━━━ PROVIDED RECORDS
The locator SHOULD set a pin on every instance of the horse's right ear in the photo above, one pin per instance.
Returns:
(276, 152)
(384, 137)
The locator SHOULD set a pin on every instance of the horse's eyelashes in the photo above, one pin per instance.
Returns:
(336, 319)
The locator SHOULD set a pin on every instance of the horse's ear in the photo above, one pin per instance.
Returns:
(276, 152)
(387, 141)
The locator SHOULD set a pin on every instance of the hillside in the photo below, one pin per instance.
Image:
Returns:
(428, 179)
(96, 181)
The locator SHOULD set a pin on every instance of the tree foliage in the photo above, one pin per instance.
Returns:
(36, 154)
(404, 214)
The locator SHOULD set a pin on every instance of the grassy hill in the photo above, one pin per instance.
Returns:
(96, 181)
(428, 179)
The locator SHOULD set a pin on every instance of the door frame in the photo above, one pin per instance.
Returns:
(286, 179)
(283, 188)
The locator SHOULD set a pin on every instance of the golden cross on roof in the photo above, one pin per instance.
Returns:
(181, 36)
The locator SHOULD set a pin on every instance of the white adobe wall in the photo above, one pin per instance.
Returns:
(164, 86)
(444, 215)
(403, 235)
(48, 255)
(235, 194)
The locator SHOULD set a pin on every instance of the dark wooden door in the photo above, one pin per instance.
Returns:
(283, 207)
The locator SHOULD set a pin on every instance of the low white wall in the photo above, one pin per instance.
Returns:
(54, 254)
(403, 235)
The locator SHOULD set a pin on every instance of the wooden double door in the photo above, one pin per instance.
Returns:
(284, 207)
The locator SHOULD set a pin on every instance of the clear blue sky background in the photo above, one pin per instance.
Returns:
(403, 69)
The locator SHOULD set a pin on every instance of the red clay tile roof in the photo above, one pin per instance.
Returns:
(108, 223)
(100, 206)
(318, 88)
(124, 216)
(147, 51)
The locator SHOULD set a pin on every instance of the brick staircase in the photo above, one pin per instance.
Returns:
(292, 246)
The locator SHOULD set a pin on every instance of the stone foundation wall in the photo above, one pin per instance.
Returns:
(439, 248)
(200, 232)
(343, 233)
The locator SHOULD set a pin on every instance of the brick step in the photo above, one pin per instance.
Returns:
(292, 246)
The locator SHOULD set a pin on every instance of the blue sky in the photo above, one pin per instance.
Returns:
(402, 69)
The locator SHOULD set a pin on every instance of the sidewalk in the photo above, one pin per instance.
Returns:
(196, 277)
━━━━━━
TO DO: Determine how many lines in the listing above contain "wooden", giving the number and no other words.

THE COMPLETED TASK: 2